_Trecho da página_
:::::
Na reedição revista e ampliada de Os donos do poder, publicada em 1975, rendendo-se embora às evidências do papel crescente do Estado, reforçado no período Vargas e mais ainda pelo autoritarismo militar vigente na época em que escreveu a revisão, Faoro continuou valorizando as pressões democratizadoras vindas da base da sociedade como contraponto à realidade patrimonialista. Reconhece o predomínio desta, quase elege o “estamento burocrático” em motor da história brasileira, mas não o desvincula do jogo das classes nem se resigna com a marginalização crescente dos impulsos liberais e democráticos. Sem que seja explícito, deixa entrever certa nostalgia dos ideais americanos do self government temperados com pitadas de social-democracia.
:::::
Registros de identificação de posições
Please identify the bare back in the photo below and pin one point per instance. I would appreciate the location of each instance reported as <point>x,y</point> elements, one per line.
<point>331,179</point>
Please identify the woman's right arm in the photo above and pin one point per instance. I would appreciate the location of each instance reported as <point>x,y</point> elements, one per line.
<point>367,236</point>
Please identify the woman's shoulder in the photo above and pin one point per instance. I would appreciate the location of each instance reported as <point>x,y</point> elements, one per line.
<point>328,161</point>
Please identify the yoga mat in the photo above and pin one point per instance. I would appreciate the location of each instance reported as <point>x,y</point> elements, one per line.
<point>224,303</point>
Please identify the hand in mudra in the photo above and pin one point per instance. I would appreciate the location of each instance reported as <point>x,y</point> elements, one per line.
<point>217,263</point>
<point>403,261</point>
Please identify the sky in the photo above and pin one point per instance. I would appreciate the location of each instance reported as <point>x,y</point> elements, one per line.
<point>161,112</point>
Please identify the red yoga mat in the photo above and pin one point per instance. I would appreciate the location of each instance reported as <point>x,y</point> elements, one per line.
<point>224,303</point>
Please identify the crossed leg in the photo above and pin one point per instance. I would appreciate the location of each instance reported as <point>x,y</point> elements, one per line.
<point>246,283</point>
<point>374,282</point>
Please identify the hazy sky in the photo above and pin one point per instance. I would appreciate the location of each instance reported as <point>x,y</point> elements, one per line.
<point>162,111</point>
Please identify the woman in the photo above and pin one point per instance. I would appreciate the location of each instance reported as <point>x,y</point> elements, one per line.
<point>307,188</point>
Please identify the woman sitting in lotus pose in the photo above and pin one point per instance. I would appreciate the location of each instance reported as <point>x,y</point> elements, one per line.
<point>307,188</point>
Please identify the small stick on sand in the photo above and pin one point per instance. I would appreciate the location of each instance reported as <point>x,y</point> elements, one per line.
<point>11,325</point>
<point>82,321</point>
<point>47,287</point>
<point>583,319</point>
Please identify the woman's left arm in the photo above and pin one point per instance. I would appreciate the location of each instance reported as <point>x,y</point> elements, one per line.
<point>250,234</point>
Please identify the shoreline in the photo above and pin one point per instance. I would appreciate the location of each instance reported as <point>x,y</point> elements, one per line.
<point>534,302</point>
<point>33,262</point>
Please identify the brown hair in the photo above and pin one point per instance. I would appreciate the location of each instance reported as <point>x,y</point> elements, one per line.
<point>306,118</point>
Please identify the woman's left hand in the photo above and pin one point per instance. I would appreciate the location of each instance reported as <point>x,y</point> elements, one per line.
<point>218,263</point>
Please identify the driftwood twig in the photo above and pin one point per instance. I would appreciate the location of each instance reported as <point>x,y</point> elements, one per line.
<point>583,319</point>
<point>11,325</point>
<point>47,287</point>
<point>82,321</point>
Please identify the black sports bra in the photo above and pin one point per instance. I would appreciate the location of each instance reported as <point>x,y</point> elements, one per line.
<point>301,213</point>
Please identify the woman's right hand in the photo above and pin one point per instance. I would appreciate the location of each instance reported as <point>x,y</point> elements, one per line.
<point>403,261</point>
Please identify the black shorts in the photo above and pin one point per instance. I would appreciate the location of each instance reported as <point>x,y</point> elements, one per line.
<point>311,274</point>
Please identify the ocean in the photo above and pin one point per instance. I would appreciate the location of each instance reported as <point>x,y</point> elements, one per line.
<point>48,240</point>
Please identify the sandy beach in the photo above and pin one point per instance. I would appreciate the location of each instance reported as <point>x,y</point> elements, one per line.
:::::
_Atividades propostas_
1) Reproduza na íntegra o trecho sobre Faoro, sem nenhuma alteração.
2) Transforme em uma lista JSON de strings as linhas dos registros que começam na linha que contém "Please identify the woman's right arm" e terminam na linha que contém "<point>374,282</point>", incluindo ambas. Use uma string para cada linha e omita as linhas em branco.

_Respostas por atividade_
1)
Na reedição revista e ampliada de Os donos do poder, publicada em 1975, rendendo-se embora às evidências do papel crescente do Estado, reforçado no período Vargas e mais ainda pelo autoritarismo militar vigente na época em que escreveu a revisão, Faoro continuou valorizando as pressões democratizadoras vindas da base da sociedade como contraponto à realidade patrimonialista. Reconhece o predomínio desta, quase elege o “estamento burocrático” em motor da história brasileira, mas não o desvincula do jogo das classes nem se resigna com a marginalização crescente dos impulsos liberais e democráticos. Sem que seja explícito, deixa entrever certa nostalgia dos ideais americanos do self government temperados com pitadas de social-democracia.

2)
[
  "Please identify the woman's right arm in the photo above and pin one point per instance. I would appreciate the location of each instance reported as <point>x,y</point> elements, one per line.",
  "<point>367,236</point>",
  "Please identify the woman's shoulder in the photo above and pin one point per instance. I would appreciate the location of each instance reported as <point>x,y</point> elements, one per line.",
  "<point>328,161</point>",
  "Please identify the yoga mat in the photo above and pin one point per instance. I would appreciate the location of each instance reported as <point>x,y</point> elements, one per line.",
  "<point>224,303</point>",
  "Please identify the hand in mudra in the photo above and pin one point per instance. I would appreciate the location of each instance reported as <point>x,y</point> elements, one per line.",
  "<point>217,263</point>",
  "<point>403,261</point>",
  "Please identify the sky in the photo above and pin one point per instance. I would appreciate the location of each instance reported as <point>x,y</point> elements, one per line.",
  "<point>161,112</point>",
  "Please identify the red yoga mat in the photo above and pin one point per instance. I would appreciate the location of each instance reported as <point>x,y</point> elements, one per line.",
  "<point>224,303</point>",
  "Please identify the crossed leg in the photo above and pin one point per instance. I would appreciate the location of each instance reported as <point>x,y</point> elements, one per line.",
  "<point>246,283</point>",
  "<point>374,282</point>"
]